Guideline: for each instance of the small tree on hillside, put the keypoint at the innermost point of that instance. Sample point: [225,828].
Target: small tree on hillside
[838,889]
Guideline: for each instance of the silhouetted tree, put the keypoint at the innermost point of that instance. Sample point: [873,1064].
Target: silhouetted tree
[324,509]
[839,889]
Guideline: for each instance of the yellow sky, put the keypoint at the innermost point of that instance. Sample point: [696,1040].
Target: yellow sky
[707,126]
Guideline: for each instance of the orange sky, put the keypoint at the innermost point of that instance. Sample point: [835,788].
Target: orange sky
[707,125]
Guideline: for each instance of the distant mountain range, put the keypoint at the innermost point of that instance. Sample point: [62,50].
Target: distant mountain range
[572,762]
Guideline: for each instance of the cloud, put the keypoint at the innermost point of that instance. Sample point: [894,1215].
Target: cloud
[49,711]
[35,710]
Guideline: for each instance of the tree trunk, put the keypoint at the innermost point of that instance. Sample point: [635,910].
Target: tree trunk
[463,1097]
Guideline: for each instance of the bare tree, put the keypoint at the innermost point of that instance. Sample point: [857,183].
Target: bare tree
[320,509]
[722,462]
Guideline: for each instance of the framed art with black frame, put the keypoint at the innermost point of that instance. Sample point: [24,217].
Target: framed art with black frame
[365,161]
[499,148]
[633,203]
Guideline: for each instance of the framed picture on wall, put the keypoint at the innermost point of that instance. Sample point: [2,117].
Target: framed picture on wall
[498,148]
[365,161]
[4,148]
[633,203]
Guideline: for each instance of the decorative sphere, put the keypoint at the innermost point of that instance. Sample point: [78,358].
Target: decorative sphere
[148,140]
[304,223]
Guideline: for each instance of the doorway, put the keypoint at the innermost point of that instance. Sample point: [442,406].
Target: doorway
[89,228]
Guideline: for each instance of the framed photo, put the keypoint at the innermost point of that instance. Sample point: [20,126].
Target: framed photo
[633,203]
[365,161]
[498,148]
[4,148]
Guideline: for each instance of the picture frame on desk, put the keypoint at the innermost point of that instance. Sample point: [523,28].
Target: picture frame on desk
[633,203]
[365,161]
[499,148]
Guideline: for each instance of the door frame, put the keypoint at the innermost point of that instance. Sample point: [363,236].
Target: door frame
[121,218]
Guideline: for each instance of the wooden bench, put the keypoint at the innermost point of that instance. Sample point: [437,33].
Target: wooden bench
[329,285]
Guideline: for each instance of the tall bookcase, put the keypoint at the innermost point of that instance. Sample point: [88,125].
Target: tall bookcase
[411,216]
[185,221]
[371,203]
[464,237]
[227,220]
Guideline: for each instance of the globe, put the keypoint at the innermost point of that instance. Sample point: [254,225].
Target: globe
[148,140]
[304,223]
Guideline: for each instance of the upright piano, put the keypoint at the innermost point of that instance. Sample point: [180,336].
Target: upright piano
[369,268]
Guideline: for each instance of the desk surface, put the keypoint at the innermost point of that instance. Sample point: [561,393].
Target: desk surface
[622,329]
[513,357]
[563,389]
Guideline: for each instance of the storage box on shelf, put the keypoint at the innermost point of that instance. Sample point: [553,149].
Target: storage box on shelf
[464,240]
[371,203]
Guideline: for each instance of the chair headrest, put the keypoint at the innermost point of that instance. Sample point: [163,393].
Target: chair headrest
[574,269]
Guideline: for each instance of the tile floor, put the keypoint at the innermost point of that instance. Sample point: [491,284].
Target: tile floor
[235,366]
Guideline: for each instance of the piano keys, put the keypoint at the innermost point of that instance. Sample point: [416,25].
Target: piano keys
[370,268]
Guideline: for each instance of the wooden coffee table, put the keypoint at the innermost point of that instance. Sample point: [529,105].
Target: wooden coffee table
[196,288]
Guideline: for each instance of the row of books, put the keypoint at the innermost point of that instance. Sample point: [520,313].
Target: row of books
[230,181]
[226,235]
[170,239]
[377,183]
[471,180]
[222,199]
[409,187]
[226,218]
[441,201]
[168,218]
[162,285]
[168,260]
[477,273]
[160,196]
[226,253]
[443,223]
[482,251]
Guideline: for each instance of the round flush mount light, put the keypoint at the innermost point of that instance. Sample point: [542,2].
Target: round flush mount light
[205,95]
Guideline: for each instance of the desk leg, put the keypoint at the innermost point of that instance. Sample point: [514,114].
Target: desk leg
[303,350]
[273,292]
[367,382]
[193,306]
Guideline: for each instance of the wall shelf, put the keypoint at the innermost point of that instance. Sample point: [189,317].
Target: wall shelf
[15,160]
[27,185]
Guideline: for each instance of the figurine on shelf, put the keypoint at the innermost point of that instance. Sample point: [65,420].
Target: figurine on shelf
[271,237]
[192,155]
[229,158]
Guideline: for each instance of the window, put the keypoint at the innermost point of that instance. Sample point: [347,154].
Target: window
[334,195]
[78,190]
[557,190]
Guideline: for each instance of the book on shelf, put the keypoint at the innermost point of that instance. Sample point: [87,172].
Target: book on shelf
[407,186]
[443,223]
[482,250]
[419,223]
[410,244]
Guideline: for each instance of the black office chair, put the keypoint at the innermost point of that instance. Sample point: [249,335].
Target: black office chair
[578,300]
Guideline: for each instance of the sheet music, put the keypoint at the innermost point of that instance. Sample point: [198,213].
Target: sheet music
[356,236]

[Task item]
Send back the lines of the records word for word, from the very first through the line containing "Guideline: for each instance of the yellow".

[Reply to the exercise]
Guideline: for each instance of the small tree on hillside, put the keypoint at the innermost point of that instance. Sample point: [225,828].
Target: small tree on hillside
[838,889]
Guideline: for each instance of the silhouetted tree, put the keypoint at the innermost point of that instance. Sample point: [873,1064].
Target: silhouetted tree
[324,509]
[839,889]
Guideline: for each instance of the yellow sky, put the keypoint at the innermost point of that instance. Sample point: [696,1040].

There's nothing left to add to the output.